▸ WHAT YOU WILL DO
Convert every line of the records below into a Markdown table with two columns, Row and Line. Number the lines in order and leave out any blank lines.

## start WORKING DATA

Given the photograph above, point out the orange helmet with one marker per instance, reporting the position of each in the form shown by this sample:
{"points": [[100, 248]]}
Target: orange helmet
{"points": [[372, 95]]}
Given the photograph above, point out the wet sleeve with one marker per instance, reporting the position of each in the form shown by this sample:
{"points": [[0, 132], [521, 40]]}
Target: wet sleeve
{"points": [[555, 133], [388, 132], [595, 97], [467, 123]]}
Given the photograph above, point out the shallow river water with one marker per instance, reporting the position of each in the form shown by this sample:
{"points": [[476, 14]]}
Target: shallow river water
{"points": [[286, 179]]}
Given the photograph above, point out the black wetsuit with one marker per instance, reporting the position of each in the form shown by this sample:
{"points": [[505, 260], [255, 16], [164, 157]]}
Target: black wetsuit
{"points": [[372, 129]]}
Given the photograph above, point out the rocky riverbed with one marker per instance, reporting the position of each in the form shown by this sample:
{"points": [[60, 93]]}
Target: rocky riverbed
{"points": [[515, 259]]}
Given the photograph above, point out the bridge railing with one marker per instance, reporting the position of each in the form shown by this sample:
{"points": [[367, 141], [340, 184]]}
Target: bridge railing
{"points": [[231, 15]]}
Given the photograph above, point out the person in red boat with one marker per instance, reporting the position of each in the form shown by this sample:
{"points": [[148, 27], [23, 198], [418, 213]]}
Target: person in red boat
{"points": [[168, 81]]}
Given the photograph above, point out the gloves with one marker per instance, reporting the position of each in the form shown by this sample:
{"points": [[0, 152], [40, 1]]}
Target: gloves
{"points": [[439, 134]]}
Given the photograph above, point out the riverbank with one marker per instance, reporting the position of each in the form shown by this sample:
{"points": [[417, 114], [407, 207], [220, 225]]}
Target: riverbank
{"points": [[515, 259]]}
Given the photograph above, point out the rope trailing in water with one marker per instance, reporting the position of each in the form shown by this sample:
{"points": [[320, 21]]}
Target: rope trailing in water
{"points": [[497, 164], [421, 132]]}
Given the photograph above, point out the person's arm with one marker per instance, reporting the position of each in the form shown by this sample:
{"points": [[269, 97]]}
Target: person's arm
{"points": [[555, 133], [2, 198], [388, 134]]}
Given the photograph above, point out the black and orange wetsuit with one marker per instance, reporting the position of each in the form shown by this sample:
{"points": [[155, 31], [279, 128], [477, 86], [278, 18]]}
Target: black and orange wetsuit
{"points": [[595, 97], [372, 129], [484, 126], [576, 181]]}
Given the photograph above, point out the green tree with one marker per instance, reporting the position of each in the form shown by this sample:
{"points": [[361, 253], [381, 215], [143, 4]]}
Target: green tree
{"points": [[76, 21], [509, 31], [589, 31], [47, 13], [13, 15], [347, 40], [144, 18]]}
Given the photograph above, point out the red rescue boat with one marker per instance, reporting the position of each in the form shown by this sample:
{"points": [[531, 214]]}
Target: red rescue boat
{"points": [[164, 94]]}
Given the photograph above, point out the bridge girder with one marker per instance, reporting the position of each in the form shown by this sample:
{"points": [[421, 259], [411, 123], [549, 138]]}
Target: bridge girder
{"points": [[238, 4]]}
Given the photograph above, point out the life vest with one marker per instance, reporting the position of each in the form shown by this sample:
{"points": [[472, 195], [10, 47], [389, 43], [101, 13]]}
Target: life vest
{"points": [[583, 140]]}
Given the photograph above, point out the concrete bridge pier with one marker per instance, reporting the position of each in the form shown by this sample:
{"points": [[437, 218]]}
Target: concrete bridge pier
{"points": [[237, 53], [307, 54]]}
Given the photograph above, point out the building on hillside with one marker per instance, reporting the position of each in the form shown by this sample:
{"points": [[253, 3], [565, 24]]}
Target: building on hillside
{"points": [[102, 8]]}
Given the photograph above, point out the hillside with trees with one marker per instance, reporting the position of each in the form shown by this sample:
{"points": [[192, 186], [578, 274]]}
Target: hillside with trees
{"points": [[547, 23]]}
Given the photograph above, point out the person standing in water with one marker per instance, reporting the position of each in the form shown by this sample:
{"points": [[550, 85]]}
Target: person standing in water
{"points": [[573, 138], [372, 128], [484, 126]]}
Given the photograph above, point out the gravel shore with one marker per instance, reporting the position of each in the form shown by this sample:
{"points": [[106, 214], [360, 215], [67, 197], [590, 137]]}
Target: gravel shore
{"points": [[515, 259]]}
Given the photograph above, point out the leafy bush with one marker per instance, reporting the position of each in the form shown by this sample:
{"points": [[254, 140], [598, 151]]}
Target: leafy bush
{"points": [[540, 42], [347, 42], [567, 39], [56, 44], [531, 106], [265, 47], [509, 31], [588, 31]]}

## end WORKING DATA

▸ SOLUTION
| Row | Line |
|---|---|
| 1 | Given the photograph above, point out the orange helmet with one marker per instance, reporting the position of each in the form shown by this sample: |
| 2 | {"points": [[100, 248]]} |
| 3 | Target: orange helmet |
| 4 | {"points": [[372, 95]]} |
| 5 | Given the photograph above, point out the wet sleeve with one marker per instance, reporting the position of each in the form shown by this sample: |
| 6 | {"points": [[0, 132], [521, 40]]} |
| 7 | Target: wet sleeve |
| 8 | {"points": [[555, 133], [388, 132], [595, 97], [467, 123]]} |
| 9 | Given the photograph above, point out the shallow river water with one marker per instance, reporting the position of each in the form shown by this sample: |
| 10 | {"points": [[476, 14]]} |
| 11 | Target: shallow river water |
| 12 | {"points": [[286, 179]]} |
| 13 | Given the photograph above, point out the black wetsuit with one marker per instance, reporting the position of each in the form shown by this sample: |
| 14 | {"points": [[505, 260], [255, 16], [164, 157]]} |
| 15 | Target: black wetsuit |
| 16 | {"points": [[372, 129]]} |
| 17 | Given the photograph above, point out the rocky riverbed with one marker per instance, reporting the position of each in the form shown by this sample: |
| 18 | {"points": [[60, 93]]} |
| 19 | Target: rocky riverbed |
| 20 | {"points": [[515, 259]]} |
| 21 | Given the photograph above, point out the bridge railing with one marker per instance, reporting the position of each in the form shown by this sample: |
| 22 | {"points": [[367, 141], [340, 184]]} |
| 23 | Target: bridge railing |
| 24 | {"points": [[231, 15]]} |
| 25 | Given the photograph above, point out the person in red boat with one marker per instance, reporting the position of each in the form shown by this sample: |
| 26 | {"points": [[148, 27], [23, 198], [418, 213]]} |
| 27 | Target: person in red boat |
| 28 | {"points": [[168, 81]]} |
| 29 | Given the photograph above, point out the gloves with one marker per instance, reporting the position of each in the form shown by this sample: |
| 30 | {"points": [[0, 152], [40, 1]]} |
| 31 | Target: gloves |
| 32 | {"points": [[439, 134]]} |
| 33 | Given the photograph above, point out the riverbank with one marker per instance, reporting the position of each in the form shown by this sample: |
| 34 | {"points": [[417, 114], [407, 207], [220, 225]]} |
| 35 | Target: riverbank |
| 36 | {"points": [[515, 259]]} |
| 37 | Given the photograph above, point out the rope trailing in water with one marker per instance, reporting the position of each in the form shown by this sample: |
| 38 | {"points": [[320, 21]]} |
| 39 | Target: rope trailing in water |
| 40 | {"points": [[497, 164], [421, 132]]} |
| 41 | Given the photograph above, point out the person's arm with one marker per instance, reporting the position of each in the form shown by this sample: |
| 42 | {"points": [[269, 97]]} |
| 43 | Target: person's arm |
| 44 | {"points": [[555, 133], [2, 198], [388, 134]]} |
| 45 | Given the photograph above, point out the black and orange wetsuit with one marker per instance, reporting the position of each in the form shown by this sample: |
| 46 | {"points": [[155, 31], [279, 128], [477, 86], [278, 18]]} |
| 47 | Target: black and orange wetsuit |
| 48 | {"points": [[595, 97], [372, 129], [484, 126], [576, 181]]} |
| 49 | Given the photograph above, point out the green tree with one marker per instance, reporting the position of each in the form shown by this sample: |
| 50 | {"points": [[361, 253], [381, 215], [143, 4]]} |
| 51 | Target: green tree |
| 52 | {"points": [[76, 21], [509, 31], [589, 31], [47, 13], [13, 15], [347, 40], [144, 18]]} |
| 53 | Given the photograph above, point out the red rescue boat with one marker per instance, reporting the position of each in the form shown by this sample: |
| 54 | {"points": [[531, 214]]} |
| 55 | Target: red rescue boat |
| 56 | {"points": [[164, 94]]} |
| 57 | Given the photograph above, point out the bridge girder with one marker per instance, reporting the position of each in the form shown by this sample: |
| 58 | {"points": [[421, 259], [411, 123], [549, 138]]} |
| 59 | Target: bridge girder |
| 60 | {"points": [[238, 4]]} |
| 61 | Given the photograph above, point out the life vest with one marker per instance, reporting the position of each in the form shown by this sample: |
| 62 | {"points": [[472, 195], [10, 47], [389, 43], [101, 13]]} |
| 63 | Target: life vest |
| 64 | {"points": [[583, 140]]} |
| 65 | Given the photograph above, point out the concrete bridge pier with one marker per instance, reporting the position of each in the form shown by this sample: |
| 66 | {"points": [[437, 218]]} |
| 67 | Target: concrete bridge pier |
| 68 | {"points": [[237, 53], [307, 54]]} |
| 69 | Given the photograph above, point out the building on hillside with one marker per instance, reporting the position of each in the form shown by this sample: |
| 70 | {"points": [[253, 3], [565, 24]]} |
| 71 | Target: building on hillside |
| 72 | {"points": [[102, 8]]} |
| 73 | Given the photograph above, point out the hillside with trees with one marker per instance, reporting the position of each in the form shown by this sample: |
| 74 | {"points": [[192, 186], [578, 274]]} |
| 75 | Target: hillside with trees |
| 76 | {"points": [[547, 23]]} |
| 77 | Given the photograph above, point out the person standing in water with one marker per instance, reporting the position of each in the form shown by this sample: |
| 78 | {"points": [[550, 85]]} |
| 79 | Target: person standing in water |
| 80 | {"points": [[573, 138], [372, 128], [484, 126]]} |
| 81 | Given the photograph above, point out the gravel shore with one marker per instance, reporting the position of each in the form shown by this sample: |
| 82 | {"points": [[106, 214], [360, 215], [67, 197], [590, 137]]} |
| 83 | Target: gravel shore |
| 84 | {"points": [[515, 259]]} |
| 85 | Given the photograph above, point out the leafy bush with one marker per instance, reporting the position of each in the form shown by this sample: |
| 86 | {"points": [[254, 140], [598, 151]]} |
| 87 | Target: leafy bush |
| 88 | {"points": [[540, 42], [347, 42], [567, 39], [56, 44], [531, 106], [265, 47], [509, 31], [588, 31]]} |